--- Begin Data extract ---
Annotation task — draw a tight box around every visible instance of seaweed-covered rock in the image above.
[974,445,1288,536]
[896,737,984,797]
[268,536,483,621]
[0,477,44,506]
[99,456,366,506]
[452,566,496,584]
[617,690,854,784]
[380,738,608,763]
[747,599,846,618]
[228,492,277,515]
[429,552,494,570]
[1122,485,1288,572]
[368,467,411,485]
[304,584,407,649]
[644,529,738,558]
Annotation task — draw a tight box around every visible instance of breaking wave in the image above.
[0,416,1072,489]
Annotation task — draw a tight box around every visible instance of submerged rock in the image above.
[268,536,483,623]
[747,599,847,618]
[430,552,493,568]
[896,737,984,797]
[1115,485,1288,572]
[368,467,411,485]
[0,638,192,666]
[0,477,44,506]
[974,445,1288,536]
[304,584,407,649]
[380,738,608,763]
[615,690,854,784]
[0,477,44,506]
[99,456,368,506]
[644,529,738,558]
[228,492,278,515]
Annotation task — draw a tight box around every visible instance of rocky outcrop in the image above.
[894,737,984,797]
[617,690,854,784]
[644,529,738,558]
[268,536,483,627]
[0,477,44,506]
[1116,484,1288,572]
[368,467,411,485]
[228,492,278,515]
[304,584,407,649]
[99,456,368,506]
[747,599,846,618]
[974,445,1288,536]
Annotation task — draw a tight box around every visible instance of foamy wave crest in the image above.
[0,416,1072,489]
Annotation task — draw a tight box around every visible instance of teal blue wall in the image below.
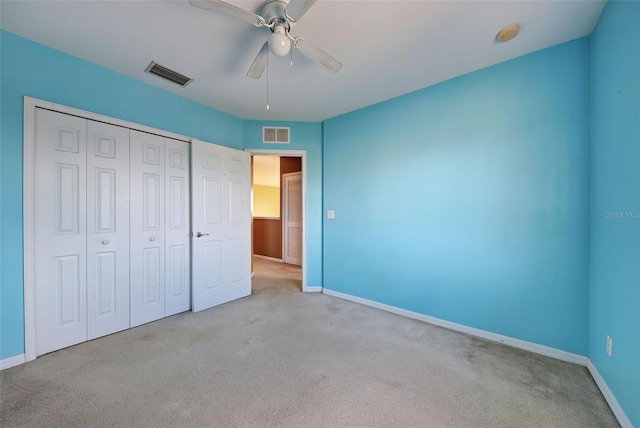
[0,31,242,359]
[243,120,322,287]
[589,1,640,427]
[323,38,590,355]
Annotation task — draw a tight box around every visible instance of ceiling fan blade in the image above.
[189,0,265,27]
[247,42,269,79]
[293,37,342,74]
[284,0,317,21]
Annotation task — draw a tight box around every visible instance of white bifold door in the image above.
[27,108,251,355]
[191,140,251,312]
[130,130,191,327]
[34,109,129,355]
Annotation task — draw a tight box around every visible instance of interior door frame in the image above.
[22,96,191,361]
[244,149,308,293]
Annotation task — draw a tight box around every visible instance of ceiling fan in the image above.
[189,0,342,79]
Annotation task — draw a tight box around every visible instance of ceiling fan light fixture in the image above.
[269,25,291,56]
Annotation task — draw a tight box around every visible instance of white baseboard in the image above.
[322,288,587,366]
[0,354,27,370]
[587,359,633,428]
[253,254,284,263]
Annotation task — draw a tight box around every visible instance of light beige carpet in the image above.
[0,259,617,428]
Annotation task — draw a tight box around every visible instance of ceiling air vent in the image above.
[262,126,291,144]
[145,61,193,87]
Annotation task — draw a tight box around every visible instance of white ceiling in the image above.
[0,0,605,121]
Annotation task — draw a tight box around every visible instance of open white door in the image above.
[282,172,302,266]
[191,139,251,312]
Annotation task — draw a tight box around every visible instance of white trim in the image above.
[0,354,27,370]
[322,288,587,366]
[22,96,191,361]
[22,97,38,361]
[253,254,284,263]
[244,149,308,293]
[587,358,633,428]
[24,97,192,143]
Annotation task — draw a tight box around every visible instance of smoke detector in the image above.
[496,25,520,42]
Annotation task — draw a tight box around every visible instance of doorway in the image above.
[245,149,309,292]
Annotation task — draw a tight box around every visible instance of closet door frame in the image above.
[22,97,191,361]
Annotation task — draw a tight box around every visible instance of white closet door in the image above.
[87,120,129,339]
[34,109,87,355]
[282,172,302,266]
[164,138,191,316]
[129,130,165,327]
[191,140,251,312]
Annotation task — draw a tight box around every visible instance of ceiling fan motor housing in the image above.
[262,0,289,24]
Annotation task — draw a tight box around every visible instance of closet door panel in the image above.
[129,130,165,327]
[165,138,191,316]
[87,120,129,339]
[34,109,87,355]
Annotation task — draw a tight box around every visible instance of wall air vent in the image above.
[262,126,291,144]
[145,61,193,88]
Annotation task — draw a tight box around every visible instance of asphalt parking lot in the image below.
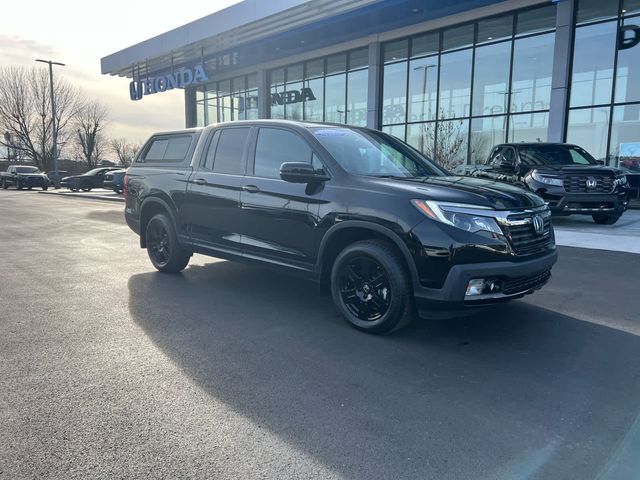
[0,190,640,480]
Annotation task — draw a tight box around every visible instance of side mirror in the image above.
[280,162,331,183]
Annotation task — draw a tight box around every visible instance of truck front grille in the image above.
[563,175,613,193]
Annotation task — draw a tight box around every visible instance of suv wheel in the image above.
[591,213,622,225]
[331,240,413,333]
[146,213,191,273]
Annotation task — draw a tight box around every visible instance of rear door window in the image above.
[142,135,193,163]
[213,127,251,175]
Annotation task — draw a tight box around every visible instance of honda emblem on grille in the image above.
[531,215,544,235]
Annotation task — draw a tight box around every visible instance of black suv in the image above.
[472,143,629,224]
[124,120,556,333]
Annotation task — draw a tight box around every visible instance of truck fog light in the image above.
[465,278,484,297]
[465,278,502,297]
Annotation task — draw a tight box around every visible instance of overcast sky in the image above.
[0,0,240,141]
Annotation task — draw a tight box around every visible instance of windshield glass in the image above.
[311,127,447,178]
[83,168,104,175]
[518,145,597,165]
[16,167,40,173]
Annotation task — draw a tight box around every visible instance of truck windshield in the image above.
[518,145,597,165]
[311,127,448,178]
[16,167,39,173]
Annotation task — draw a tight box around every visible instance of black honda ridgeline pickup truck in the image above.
[124,120,557,333]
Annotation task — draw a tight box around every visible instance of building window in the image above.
[196,73,258,127]
[269,48,369,126]
[566,0,640,167]
[380,5,556,172]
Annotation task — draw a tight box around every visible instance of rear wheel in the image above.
[146,213,191,273]
[591,213,622,225]
[331,240,414,333]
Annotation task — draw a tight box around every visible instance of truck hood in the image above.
[532,165,624,176]
[370,176,544,210]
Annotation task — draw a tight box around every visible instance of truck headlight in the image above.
[531,170,563,187]
[411,200,502,234]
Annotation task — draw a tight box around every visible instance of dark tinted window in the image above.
[213,127,250,175]
[143,135,192,162]
[202,130,220,170]
[254,128,311,178]
[520,145,596,165]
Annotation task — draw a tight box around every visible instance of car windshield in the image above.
[311,127,448,178]
[518,145,598,165]
[83,168,104,175]
[16,167,40,173]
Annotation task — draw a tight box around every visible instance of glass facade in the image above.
[380,5,556,172]
[193,0,640,172]
[269,48,369,126]
[196,74,258,127]
[567,0,640,173]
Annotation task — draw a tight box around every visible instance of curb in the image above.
[37,191,124,203]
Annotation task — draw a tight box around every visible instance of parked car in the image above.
[47,170,69,186]
[124,120,557,333]
[60,167,119,192]
[471,143,629,225]
[0,165,49,190]
[103,169,127,193]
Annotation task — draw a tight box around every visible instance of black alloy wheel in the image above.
[146,213,191,273]
[331,240,414,333]
[338,256,391,322]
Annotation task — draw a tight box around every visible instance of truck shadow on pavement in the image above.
[128,262,640,479]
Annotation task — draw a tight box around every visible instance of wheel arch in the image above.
[140,197,178,248]
[316,220,419,293]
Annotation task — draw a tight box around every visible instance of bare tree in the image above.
[110,138,141,167]
[0,66,78,170]
[74,100,109,168]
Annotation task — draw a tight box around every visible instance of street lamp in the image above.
[36,58,65,182]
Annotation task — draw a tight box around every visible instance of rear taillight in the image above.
[122,173,129,200]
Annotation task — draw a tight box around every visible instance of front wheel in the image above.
[331,240,414,333]
[591,213,622,225]
[146,213,191,273]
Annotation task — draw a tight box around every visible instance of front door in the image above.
[181,127,251,253]
[240,127,323,269]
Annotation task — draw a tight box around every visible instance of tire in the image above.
[331,240,414,334]
[591,213,622,225]
[146,213,191,273]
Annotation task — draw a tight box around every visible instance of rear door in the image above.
[240,127,324,269]
[182,126,252,253]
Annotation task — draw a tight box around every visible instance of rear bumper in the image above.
[414,250,558,313]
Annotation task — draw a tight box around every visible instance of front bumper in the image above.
[414,250,558,312]
[536,191,629,215]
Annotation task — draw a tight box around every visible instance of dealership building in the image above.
[102,0,640,171]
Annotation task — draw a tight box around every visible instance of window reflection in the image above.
[511,33,555,113]
[438,50,472,118]
[571,22,616,107]
[567,106,611,160]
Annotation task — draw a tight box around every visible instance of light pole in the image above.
[36,58,65,187]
--- End Data extract ---
Task details:
Copy out the lines between the line holding "wave in the image above." and the line holding "[145,61,193,87]", inclusive, with no changes. Leave the pictures out of your copy.

Written reply:
Annotation task — draw a tight box around every visible instance of breaking wave in the image above.
[0,416,1072,489]
Annotation task — draw a tight box around every visible instance of submerged rock in the image above.
[268,536,483,623]
[747,599,847,618]
[430,552,493,568]
[896,737,984,797]
[1115,485,1288,572]
[368,467,411,485]
[0,638,192,666]
[0,477,44,506]
[974,445,1288,536]
[304,584,407,649]
[380,738,608,763]
[615,690,854,784]
[0,477,44,506]
[99,456,368,506]
[644,529,738,558]
[228,492,278,515]
Annotation task — draw a tight box around every visible instance of rocky outcrop in the image above.
[894,737,984,797]
[617,690,854,784]
[644,529,738,558]
[268,536,483,627]
[0,477,44,506]
[1116,484,1288,572]
[368,467,411,485]
[228,492,278,515]
[304,584,407,649]
[99,456,368,506]
[747,599,846,618]
[974,445,1288,536]
Annotation task — draw a tight box around every visible instance of foamy wave crest in the image above.
[0,416,1072,489]
Annotation task — draw a tight box around every visible instance of teal blue wall in the image below.
[0,31,242,359]
[243,120,322,287]
[589,1,640,427]
[323,38,590,355]
Annotation task — draw a tight box around every visible instance of ceiling fan blade in the image above.
[189,0,265,27]
[247,42,269,79]
[293,37,342,74]
[284,0,317,21]
Annotation task — draw a tight box around every visible instance of white bifold door in the image above.
[27,108,251,355]
[191,140,251,312]
[130,130,191,327]
[34,109,129,355]
Annotation task — draw a tight box around every visible instance of interior door frame in the image above.
[22,96,191,361]
[244,149,308,293]
Annotation task — draw a tight box around every visible instance of ceiling fan in the image above.
[189,0,342,79]
Annotation task — draw a tight box around every visible instance of ceiling fan light fixture in the image above.
[269,25,291,56]
Annotation task — draw a tight box around every visible instance of white baseboard in the image above.
[322,288,587,366]
[0,354,27,370]
[587,359,633,428]
[253,254,284,263]
Annotation task — draw a tight box around every visible instance of light beige carpet in the image above.
[0,259,617,428]
Annotation task — draw a tight box around every visible instance of ceiling air vent in the image above.
[262,126,291,144]
[145,61,193,87]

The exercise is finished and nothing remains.